### DOCUMENT EXTRACT
======
Wildlife

Three Great New Nature Reference Guides

Photo © Justine E. Hausheer

Like many naturalists, I’m obsessed with field guides. I carry them afield and pore over them when I can’t be in the field. I buy them for upcoming trips, and also for trips that I might someday make. Often, I’d rather leave the toiletries at home than go without my bird and mammal guides.

I’ve come to have a similar fascination with nature reference guides. These are typically too heavy and specialized to carry in the field or during travel. But they contain in-depth information that field guides can’t. Many include detailed information on habitat, habits and conservation that give a greater understanding of a species beyond mere identification.

Some reference guides can also aid in identification of especially tricky groups of species.

In the past, the more-detailed nature references were often expensive and difficult to obtain. That’s not the case anymore.

Johns Hopkins University Press has emerged as one of the leading publishers of nature reference guides. This year, the press has three new ones perfect for the book-loving nature nerd.

  1. Lagomorphs: Pikas, Rabbits and Hares of the World

    Edited by Andrew T. Smith, Charlotte H. Johnston, Paulo C. Alves and Klaus Hacklander. (Johns Hopkins University Press)

    To the casual backyard wildlife watcher, a rabbit is a rabbit. For serious mammal watchers, the lagomorphs – a mammalian order that includes rabbits, hares and pikas – hold special interest. This is because, unlike many small mammals, you can readily find them simply with binoculars and decent field skills. Rabbits and hare species also exhibit a surprising variation in size, coloration and habitat preference.

    However, some species can also be tremendously difficult to differentiate in the field.

    This excellent book is a tremendous help for those who keep mammal life lists, or who have a detailed interest in mammalian taxonomy. It provides detailed information on habitat, range, taxonomy, geographic variation, diet, parasites, conservation status and even paleontology.

    While there are color photos, this is not primarily an identification guide. But it can aid you on trips by providing substantial information on the rabbits, hares and pikas you could encounter.

    As a small mammal fanatic, I keep this one next to the equally awesome Squirrels of the World on my shelf of frequently-accessed references.

  2. Owls of the World

    By James Duncan. (Johns Hopkins University Press)

    This is a difficult book to categorize. It’s a lovely volume with captivating photography, and would look quite at home on a coffee table. It is also jam-packed with useful information on owls. And the information is presented in an interesting narrative, so it is one of those few reference guides that you could enjoyably read cover to cover.
======
### DATA FOR REVIEW
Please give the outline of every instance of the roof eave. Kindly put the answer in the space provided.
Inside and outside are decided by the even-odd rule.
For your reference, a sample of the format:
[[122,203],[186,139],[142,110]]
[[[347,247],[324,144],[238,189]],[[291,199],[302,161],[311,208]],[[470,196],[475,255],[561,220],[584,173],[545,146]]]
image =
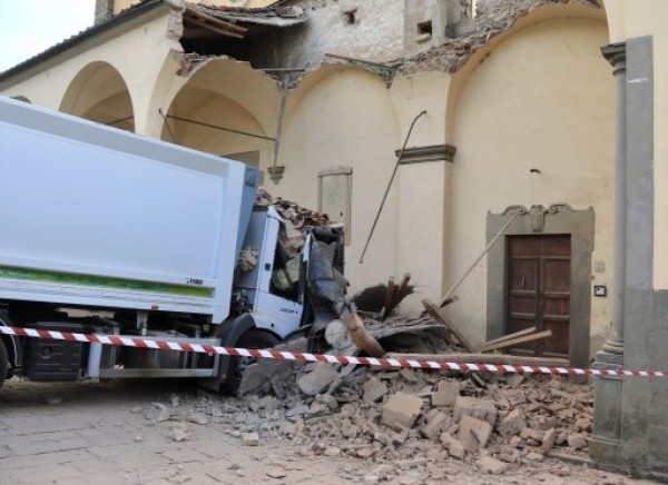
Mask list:
[[[157,12],[159,7],[165,6],[164,0],[146,0],[144,3],[138,4],[131,9],[128,9],[111,19],[92,26],[82,32],[63,40],[60,43],[45,50],[23,62],[0,72],[0,90],[7,89],[18,82],[21,82],[50,67],[53,67],[66,59],[75,57],[79,53],[77,47],[91,44],[99,44],[104,42],[108,37],[105,33],[111,33],[115,29],[120,26],[126,26],[128,22],[137,21],[141,17],[147,16],[148,12]],[[145,20],[145,19],[141,19]],[[127,27],[127,26],[126,26]]]

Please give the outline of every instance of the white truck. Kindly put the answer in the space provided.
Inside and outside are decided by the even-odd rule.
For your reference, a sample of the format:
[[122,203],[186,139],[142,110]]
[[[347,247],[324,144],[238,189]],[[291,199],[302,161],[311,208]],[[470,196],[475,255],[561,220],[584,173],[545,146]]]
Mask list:
[[[285,220],[254,206],[257,180],[237,161],[0,97],[0,325],[246,348],[306,334],[320,310],[336,316],[337,295],[314,309],[308,264],[320,244],[334,248],[325,273],[343,271],[341,231],[304,228],[288,250]],[[243,248],[257,258],[246,273]],[[0,335],[0,385],[196,377],[234,389],[242,366]]]

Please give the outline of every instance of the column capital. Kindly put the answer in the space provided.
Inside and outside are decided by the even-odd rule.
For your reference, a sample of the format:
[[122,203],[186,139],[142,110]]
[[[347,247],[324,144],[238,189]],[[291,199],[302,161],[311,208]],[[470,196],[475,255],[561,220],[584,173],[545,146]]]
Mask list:
[[626,71],[626,42],[603,46],[601,47],[601,55],[615,68],[616,76],[621,71]]

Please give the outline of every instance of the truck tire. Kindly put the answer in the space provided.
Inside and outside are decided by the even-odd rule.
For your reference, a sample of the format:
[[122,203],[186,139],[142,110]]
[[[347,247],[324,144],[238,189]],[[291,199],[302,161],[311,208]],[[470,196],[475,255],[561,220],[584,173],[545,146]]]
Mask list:
[[0,387],[2,387],[2,384],[4,384],[8,372],[9,359],[7,357],[7,347],[4,346],[4,342],[2,342],[0,338]]
[[[274,335],[252,328],[246,330],[244,335],[236,342],[235,347],[237,348],[271,348],[275,347],[281,340]],[[242,384],[242,377],[244,370],[249,365],[254,364],[256,359],[253,357],[234,357],[229,364],[229,374],[227,375],[226,387],[227,390],[236,393]]]

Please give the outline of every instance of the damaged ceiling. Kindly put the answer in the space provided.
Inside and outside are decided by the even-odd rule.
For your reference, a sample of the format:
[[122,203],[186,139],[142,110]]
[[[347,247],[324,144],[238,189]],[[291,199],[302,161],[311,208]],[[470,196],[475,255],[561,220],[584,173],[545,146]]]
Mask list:
[[243,39],[265,32],[268,28],[297,26],[306,21],[299,7],[267,7],[244,9],[185,3],[183,7],[184,37],[226,36]]

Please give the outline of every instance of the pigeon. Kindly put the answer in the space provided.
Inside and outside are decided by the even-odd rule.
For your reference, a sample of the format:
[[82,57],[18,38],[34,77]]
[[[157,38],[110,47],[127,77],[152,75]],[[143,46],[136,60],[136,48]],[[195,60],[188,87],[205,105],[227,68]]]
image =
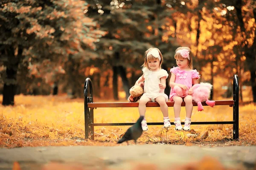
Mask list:
[[141,116],[137,122],[129,128],[122,137],[118,141],[117,143],[121,143],[124,142],[133,140],[136,144],[137,139],[142,134],[141,121],[143,120],[144,117],[144,116]]

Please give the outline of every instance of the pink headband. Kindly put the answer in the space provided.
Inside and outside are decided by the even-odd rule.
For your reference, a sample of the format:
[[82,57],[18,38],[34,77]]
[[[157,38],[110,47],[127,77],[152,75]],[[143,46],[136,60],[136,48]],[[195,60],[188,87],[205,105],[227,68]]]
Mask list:
[[189,60],[190,60],[189,58],[189,51],[186,49],[182,49],[179,50],[176,52],[176,54],[179,53],[180,54],[181,57],[183,58],[187,58]]

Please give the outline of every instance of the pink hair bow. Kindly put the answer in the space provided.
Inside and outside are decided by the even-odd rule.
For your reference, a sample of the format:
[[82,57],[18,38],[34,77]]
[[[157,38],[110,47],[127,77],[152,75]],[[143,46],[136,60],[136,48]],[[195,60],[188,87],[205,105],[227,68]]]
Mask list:
[[187,58],[189,60],[190,60],[190,58],[189,58],[189,51],[186,49],[179,50],[176,52],[176,53],[178,53],[180,54],[180,55],[183,58]]

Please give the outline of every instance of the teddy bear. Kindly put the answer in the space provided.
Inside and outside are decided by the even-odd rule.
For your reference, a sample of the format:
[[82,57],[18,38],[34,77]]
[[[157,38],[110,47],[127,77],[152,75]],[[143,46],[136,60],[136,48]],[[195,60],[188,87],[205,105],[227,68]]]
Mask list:
[[[206,104],[213,108],[215,105],[215,101],[208,99],[211,94],[211,90],[212,85],[208,82],[201,82],[196,84],[193,86],[193,94],[192,97],[198,105],[198,110],[204,110],[202,105],[202,102],[205,101]],[[182,96],[187,94],[186,91],[184,91],[181,88],[175,85],[173,88],[174,91],[178,96]]]
[[144,83],[140,83],[140,85],[134,85],[130,89],[129,91],[129,102],[137,102],[144,93]]

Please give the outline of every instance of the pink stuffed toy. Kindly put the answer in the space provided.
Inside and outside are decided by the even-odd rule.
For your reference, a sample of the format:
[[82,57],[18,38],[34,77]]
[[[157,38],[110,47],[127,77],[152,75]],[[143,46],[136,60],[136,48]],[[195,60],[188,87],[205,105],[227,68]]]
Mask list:
[[[206,101],[206,104],[213,108],[215,105],[215,101],[208,99],[212,85],[208,82],[201,82],[200,84],[196,84],[193,87],[192,96],[193,100],[197,104],[198,110],[204,110],[201,103],[204,101]],[[179,96],[183,96],[187,94],[187,91],[185,91],[177,85],[174,87],[173,90]]]
[[198,110],[204,110],[201,103],[203,101],[206,101],[205,102],[207,105],[213,108],[215,105],[215,101],[208,99],[212,85],[208,82],[201,82],[200,84],[196,84],[193,86],[192,96],[193,100],[197,103]]

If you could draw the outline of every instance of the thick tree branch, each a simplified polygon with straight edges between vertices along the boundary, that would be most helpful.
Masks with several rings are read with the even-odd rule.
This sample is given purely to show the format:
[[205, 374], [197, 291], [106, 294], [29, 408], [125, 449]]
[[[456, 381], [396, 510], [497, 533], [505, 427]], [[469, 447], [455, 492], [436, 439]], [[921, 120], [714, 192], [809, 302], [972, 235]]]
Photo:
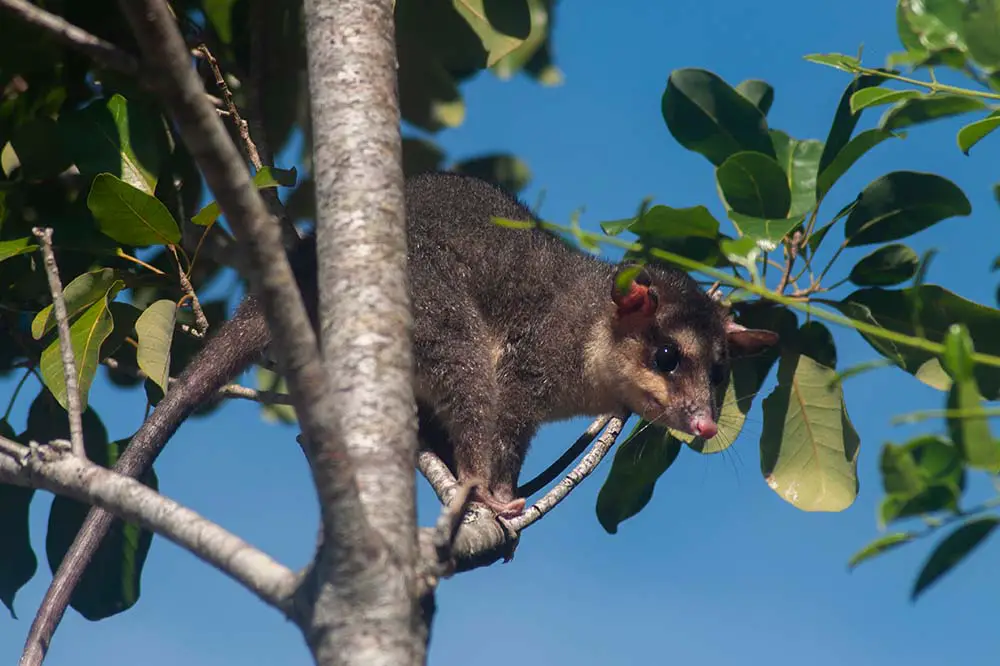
======
### TASK A
Can you echo the nature reference guides review from "This is a difficult" to "cover to cover.", inclusive?
### TASK B
What is the Spanish translation of this sentence from the nature reference guides review: "In the past, the more-detailed nature references were often expensive and difficult to obtain."

### EXERCISE ANSWER A
This is a difficult book to categorize. It’s a lovely volume with captivating photography, and would look quite at home on a coffee table. It is also jam-packed with useful information on owls. And the information is presented in an interesting narrative, so it is one of those few reference guides that you could enjoyably read cover to cover.

### EXERCISE ANSWER B
En el pasado, las obras de referencia sobre la naturaleza más detalladas solían ser caras y difíciles de conseguir.